Extracted text:
=== Begin Enclosure ===

Environmental Applications

Wastewater Treatment

• primary treatment - physical separation that removes 20-30% of "particulate" biochemical oxygen demand (BOD)
  • accomplished by filtration through grates and screens, followed by sedimentation of suspended solids using alum and other coagulants during settling
  • sludge (mixture of particulates and biomass) is thus generated
  • most pathogens are killed on the way to treatment plant, due to their susceptibility to metabolic products of the dominant microbes and their inability to compete with them for nutrients, etc.
• secondary treatment - microbial action further reduces BOD by 90-95% (and kills most of the remaining pathogens) by removing organics in a complex series of digestive and fermentative reactions depending on interspecies hydrogen transfer reactions during which organics are degraded to their components (carbon dioxide, hydrogen, methane, ammonia, nitrate, sulfate, phosphate) and producing more sludge; frequently starts with aerobic decomposition processes, then reduces the amount of the resulting sludge by anaerobic decomposition
  • aerobic decomposition processes
    • trickling filter
      • wastewater is slowly flowed over bed of rock or wood slats
      • microorganisms attach to surfaces of rocks or slats and digest organics
    • activated sludge
      • wastewater is mixed and forcefully aerated in an aeration basin
      • Zoogloea ramigera grows and forms a floc (biomass)

=== End Enclosure ===

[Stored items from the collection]
=== Begin Enclosure ===

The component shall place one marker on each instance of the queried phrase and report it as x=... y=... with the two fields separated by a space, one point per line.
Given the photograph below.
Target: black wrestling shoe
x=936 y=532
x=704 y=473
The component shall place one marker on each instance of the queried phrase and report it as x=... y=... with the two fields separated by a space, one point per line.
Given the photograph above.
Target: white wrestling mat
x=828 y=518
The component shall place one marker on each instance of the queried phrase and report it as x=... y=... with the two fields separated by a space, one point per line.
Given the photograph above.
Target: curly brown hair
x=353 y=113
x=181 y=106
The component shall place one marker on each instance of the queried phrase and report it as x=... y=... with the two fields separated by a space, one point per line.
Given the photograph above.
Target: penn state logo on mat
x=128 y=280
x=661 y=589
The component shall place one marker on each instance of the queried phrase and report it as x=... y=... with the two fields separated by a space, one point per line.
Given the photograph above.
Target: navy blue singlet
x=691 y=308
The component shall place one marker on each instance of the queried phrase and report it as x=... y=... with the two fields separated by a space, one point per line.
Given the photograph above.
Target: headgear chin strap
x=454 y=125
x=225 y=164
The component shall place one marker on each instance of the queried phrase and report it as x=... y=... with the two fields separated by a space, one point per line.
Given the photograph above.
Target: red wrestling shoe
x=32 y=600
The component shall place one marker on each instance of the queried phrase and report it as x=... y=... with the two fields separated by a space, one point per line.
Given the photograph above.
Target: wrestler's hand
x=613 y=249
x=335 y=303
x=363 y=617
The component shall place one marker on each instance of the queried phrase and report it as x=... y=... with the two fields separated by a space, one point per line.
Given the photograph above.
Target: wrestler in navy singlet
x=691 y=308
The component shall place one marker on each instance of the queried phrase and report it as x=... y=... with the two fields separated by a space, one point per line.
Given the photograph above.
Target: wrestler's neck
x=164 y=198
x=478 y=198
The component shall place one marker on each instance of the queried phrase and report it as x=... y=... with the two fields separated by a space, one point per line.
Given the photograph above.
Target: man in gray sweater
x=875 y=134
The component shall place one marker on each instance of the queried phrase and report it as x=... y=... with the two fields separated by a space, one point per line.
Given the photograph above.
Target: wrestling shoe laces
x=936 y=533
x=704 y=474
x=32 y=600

=== End Enclosure ===

Your tasks:
• A. In the wastewater treatment text, which organism grows and forms a floc in the activated sludge process?
• B. Quote the wastewater treatment text, starting at "Wastewater Treatment" and ending at "for nutrients, etc.".

Responses by item number:
• A. Zoogloea ramigera

• B.
Wastewater Treatment

• primary treatment - physical separation that removes 20-30% of "particulate" biochemical oxygen demand (BOD)
  • accomplished by filtration through grates and screens, followed by sedimentation of suspended solids using alum and other coagulants during settling
  • sludge (mixture of particulates and biomass) is thus generated
  • most pathogens are killed on the way to treatment plant, due to their susceptibility to metabolic products of the dominant microbes and their inability to compete with them for nutrients, etc.